* Your goal *
All of the data is to be copied without a single change.

* Data for processing *
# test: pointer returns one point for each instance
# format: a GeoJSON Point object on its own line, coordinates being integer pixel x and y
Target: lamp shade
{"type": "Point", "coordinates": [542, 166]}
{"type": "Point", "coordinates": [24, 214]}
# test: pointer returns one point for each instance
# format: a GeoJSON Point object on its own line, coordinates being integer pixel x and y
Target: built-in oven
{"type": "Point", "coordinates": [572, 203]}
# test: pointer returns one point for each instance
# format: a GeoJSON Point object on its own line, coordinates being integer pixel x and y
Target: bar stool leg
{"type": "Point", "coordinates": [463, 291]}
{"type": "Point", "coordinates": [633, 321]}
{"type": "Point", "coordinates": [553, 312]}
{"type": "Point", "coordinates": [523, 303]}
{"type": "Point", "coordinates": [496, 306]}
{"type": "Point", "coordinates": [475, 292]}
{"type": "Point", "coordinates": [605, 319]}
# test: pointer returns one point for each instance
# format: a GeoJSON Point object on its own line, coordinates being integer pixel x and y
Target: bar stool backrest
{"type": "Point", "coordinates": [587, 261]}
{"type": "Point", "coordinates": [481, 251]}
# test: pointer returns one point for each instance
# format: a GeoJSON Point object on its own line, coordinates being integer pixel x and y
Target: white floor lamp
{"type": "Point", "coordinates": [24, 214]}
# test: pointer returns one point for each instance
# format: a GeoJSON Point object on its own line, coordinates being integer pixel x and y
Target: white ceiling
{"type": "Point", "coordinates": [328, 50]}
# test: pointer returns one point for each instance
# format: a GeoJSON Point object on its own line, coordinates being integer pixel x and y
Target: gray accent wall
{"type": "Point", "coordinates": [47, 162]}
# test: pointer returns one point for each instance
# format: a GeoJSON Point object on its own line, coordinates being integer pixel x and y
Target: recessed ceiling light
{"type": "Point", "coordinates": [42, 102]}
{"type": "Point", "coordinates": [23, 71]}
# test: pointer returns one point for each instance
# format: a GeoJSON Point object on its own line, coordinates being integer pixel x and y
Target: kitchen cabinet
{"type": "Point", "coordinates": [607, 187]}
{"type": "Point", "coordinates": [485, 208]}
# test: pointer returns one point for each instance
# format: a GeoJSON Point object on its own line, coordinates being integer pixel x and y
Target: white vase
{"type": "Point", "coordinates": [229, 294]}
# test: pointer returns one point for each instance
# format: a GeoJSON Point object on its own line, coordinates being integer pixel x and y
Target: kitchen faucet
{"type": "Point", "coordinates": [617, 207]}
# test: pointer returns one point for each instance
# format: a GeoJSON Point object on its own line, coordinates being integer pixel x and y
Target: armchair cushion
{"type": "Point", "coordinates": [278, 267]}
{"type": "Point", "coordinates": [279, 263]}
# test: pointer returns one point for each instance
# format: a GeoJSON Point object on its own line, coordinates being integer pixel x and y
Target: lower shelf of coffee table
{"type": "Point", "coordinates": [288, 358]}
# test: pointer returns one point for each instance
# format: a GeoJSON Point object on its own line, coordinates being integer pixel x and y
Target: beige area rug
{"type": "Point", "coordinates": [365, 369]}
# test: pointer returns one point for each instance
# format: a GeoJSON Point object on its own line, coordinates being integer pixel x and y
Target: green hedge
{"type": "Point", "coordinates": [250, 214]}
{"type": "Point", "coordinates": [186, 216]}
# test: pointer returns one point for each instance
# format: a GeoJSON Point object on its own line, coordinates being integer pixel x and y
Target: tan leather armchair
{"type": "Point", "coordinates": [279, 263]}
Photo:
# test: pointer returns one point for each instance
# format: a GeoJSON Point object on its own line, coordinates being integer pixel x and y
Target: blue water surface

* Output for this task *
# test: pointer returns one point for each instance
# format: a GeoJSON Point object on its own line, coordinates being integer pixel x and y
Target: lamp shade
{"type": "Point", "coordinates": [542, 166]}
{"type": "Point", "coordinates": [24, 214]}
# test: pointer returns one point for each instance
# format: a GeoJSON Point object on its own line, coordinates being integer pixel x and y
Target: built-in oven
{"type": "Point", "coordinates": [572, 203]}
# test: pointer returns one point for each instance
# format: a GeoJSON Point object on its own line, coordinates being integer pixel x and y
Target: bar stool leg
{"type": "Point", "coordinates": [463, 291]}
{"type": "Point", "coordinates": [633, 321]}
{"type": "Point", "coordinates": [553, 312]}
{"type": "Point", "coordinates": [523, 303]}
{"type": "Point", "coordinates": [496, 306]}
{"type": "Point", "coordinates": [475, 292]}
{"type": "Point", "coordinates": [605, 319]}
# test: pointer returns one point for each instance
# format: a GeoJSON Point object on its own line, coordinates being integer pixel x and y
Target: bar stool backrest
{"type": "Point", "coordinates": [587, 261]}
{"type": "Point", "coordinates": [481, 251]}
# test: pointer returns one point for each instance
# format: a GeoJSON Point object on its own line, coordinates being integer pixel x and y
Target: white floor lamp
{"type": "Point", "coordinates": [24, 214]}
# test: pointer returns one point for each instance
# format: a GeoJSON Point object on its own line, coordinates being integer pixel x and y
Target: white ceiling
{"type": "Point", "coordinates": [328, 50]}
# test: pointer returns one point for each instance
# format: a GeoJSON Point object on its own line, coordinates being integer pixel x and y
Target: gray accent wall
{"type": "Point", "coordinates": [47, 162]}
# test: pointer returns one point for each instance
# format: a GeoJSON Point object on its own line, coordinates being integer pixel x and y
Target: recessed ceiling light
{"type": "Point", "coordinates": [42, 102]}
{"type": "Point", "coordinates": [23, 71]}
# test: pointer returns one point for each instance
# format: a GeoJSON Point object on its own line, coordinates being integer pixel x and y
Target: kitchen cabinet
{"type": "Point", "coordinates": [607, 187]}
{"type": "Point", "coordinates": [485, 208]}
# test: pointer returns one point for each instance
# format: a GeoJSON Point object on its own line, coordinates being integer pixel x and y
Target: white vase
{"type": "Point", "coordinates": [229, 294]}
# test: pointer returns one point for each instance
# format: a GeoJSON Point object on its own line, coordinates being integer pixel x and y
Target: kitchen faucet
{"type": "Point", "coordinates": [617, 207]}
# test: pointer returns one point for each instance
# format: a GeoJSON Point object on its own line, coordinates being integer pixel x and y
Target: armchair cushion
{"type": "Point", "coordinates": [278, 267]}
{"type": "Point", "coordinates": [279, 263]}
# test: pointer returns one point for each instance
# format: a GeoJSON Point object on its own line, coordinates being integer pixel x and y
Target: lower shelf of coffee table
{"type": "Point", "coordinates": [288, 358]}
# test: pointer returns one point for each instance
# format: a GeoJSON Point object on its own line, coordinates being integer pixel x and y
Target: beige area rug
{"type": "Point", "coordinates": [365, 369]}
# test: pointer returns one point for each instance
# format: a GeoJSON Point object on its own line, coordinates being integer pixel x and y
Target: green hedge
{"type": "Point", "coordinates": [250, 214]}
{"type": "Point", "coordinates": [186, 216]}
# test: pointer returns one point for each instance
# format: a GeoJSON Point object on its own line, coordinates being integer pixel x and y
Target: tan leather armchair
{"type": "Point", "coordinates": [279, 263]}
Photo:
# test: pointer returns one point for each instance
# format: a GeoJSON Point object on its own line, coordinates being integer pixel x and y
Target: blue water surface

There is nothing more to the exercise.